*本文*.
能登半島地震で被災した蔵から救い出された
100年ものの輪島塗漆器を、
東京・神田のTOBICHIの一角で販売します。
明治期から昭和初期の職人さんたちが作り、
各家庭で長く大事にされてきたものですが、
震災後の片付け、あるいは管理の難しさなどから、
そのまま処分されそうになっていたものです。
しかし、まだまだ使える美しい器です。
能登の古民家宿「TOGISO」の佐藤さんは、
「使いつがれてきたすばらしい器が、
ただ震災を理由に捨てられてしまうのはしのびない」
と器を買い取り、その魅力を感じてくれる人に
つなぐ活動をされています。
ぜひ、この機会に多くの方に
能登の古い輪島塗に触れていただき、
その良さを知っていただけたらと思っています。

  • 震災を乗り越え、集められた
    「100年ものの器」

    今回TOBICHIで販売する器は、
    能登の志賀町にある古民家宿
    「TOGISO」オーナーの佐藤正樹さんが
    縁をつないでくれたものです。

    佐藤さんはもともと、古い建物の
    リノベーションなどを通じ、
    「古いよいものを修繕したり、紹介したりして、
    良さがわかる人に使ってもらう」
    という活動をされてきた人。

    能登の「TOGISO」も、そういった
    歴史あるよいものを未来につなげたい思いから
    2017年に生まれた古民家宿です。
    ですが、2024年に能登半島地震が発生。

    佐藤さんは震災後、「TOGISO」の運営や
    復興のための能登の情報発信をおこなうほか、
    100年前などに建てられた古い蔵から出てきた
    輪島塗や九谷焼を適切な値段で買い取り
    (そのお金は復興活動を行う団体や個人の
    資金にもなっています)、
    価値のわかる方に販売する活動も
    はじめるようになりました。

    「ものとしても非常にいいものですし、
    先祖代々受け継がれてきた、まだまだ使える器が
    処分されるのはあまりにしのびない」と佐藤さん。

    伝統工芸品の輪島塗は通常高価ですが、
    「多くの方に気軽に日常の中で使ってもらい、
    まずはその魅力を知る第一歩になれば」ということで、
    手にとりやすい価格で販売されています。

    その佐藤さんが集めた古い輪島塗の一部を、
    実はほぼ日では、2025年1月に開催した
    「生活のたのしみ展」でも
    すこしだけ販売させていただいたのですが、
    今回、あらためて期間を設けて多くの方に
    手にとってもらう機会を作ろうということで、
    東京のTOBICHIで
    販売させていただくことになりました。

    この機会が、多くの方が輪島塗の魅力に
    実際に触れるきっかけとなることで、裾野が広がり、
    いまだ復興途中の環境にいらっしゃる
    輪島塗の職人さんたちを、間接的に
    応援することにもつながればと思っています。

    輪島塗って、どんな漆器?

    輪島塗は石川県輪島市を中心に生産される、
    「堅牢優美」な魅力を持つと言われる
    日本三大漆器のひとつです。
    天然の漆を幾重にも塗り重ねることで生まれる
    丈夫さと美しい艶が特徴。
    能登の家庭ではそれぞれに一揃いのセットがあり、
    冠婚葬祭などの機会には必ず使われる
    昔から人々の暮らしに溶け込んだものです。

*取り組む課題*.
輪島塗の販売を紹介する本文の「この機会が、多くの方が輪島塗の魅力に」から「丈夫さと美しい艶が特徴。」までを、両端も含めて書き写し、その際「艶」を「光沢」に置き換えてください。 本文だけを手がかりにして取り組んでください。

*提供資料*.

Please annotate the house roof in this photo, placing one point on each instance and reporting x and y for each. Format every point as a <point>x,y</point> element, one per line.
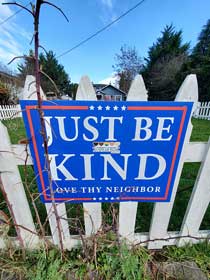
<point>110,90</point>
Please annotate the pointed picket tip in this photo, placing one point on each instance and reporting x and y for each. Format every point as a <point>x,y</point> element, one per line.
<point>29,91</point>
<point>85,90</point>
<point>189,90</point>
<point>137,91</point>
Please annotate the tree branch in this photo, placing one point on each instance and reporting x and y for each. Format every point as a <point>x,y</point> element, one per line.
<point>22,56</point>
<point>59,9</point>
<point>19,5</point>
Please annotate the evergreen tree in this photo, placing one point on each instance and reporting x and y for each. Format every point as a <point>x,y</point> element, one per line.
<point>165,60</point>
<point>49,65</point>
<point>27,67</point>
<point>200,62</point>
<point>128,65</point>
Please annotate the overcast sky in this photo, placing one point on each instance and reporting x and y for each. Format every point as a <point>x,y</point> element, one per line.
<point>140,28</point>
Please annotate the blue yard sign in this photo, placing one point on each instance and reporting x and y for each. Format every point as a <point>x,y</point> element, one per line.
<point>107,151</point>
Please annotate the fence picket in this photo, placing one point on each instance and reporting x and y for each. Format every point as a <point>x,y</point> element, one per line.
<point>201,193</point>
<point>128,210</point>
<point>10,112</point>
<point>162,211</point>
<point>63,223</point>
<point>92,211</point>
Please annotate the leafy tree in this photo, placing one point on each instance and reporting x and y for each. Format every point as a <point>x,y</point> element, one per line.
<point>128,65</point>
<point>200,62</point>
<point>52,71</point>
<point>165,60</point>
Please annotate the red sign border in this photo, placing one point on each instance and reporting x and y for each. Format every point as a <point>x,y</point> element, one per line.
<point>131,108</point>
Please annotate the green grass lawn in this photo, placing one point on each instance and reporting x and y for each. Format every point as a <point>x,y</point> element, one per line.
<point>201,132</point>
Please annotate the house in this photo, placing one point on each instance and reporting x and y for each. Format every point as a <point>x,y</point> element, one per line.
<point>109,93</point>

--

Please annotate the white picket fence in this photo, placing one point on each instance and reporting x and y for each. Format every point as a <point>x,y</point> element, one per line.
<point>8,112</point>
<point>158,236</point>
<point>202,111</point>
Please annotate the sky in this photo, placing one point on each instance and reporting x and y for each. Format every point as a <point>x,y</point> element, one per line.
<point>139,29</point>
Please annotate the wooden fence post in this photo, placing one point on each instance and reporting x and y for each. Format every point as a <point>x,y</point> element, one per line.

*解答*.
この機会が、多くの方が輪島塗の魅力に
    実際に触れるきっかけとなることで、裾野が広がり、
    いまだ復興途中の環境にいらっしゃる
    輪島塗の職人さんたちを、間接的に
    応援することにもつながればと思っています。

    輪島塗って、どんな漆器?

    輪島塗は石川県輪島市を中心に生産される、
    「堅牢優美」な魅力を持つと言われる
    日本三大漆器のひとつです。
    天然の漆を幾重にも塗り重ねることで生まれる
    丈夫さと美しい光沢が特徴。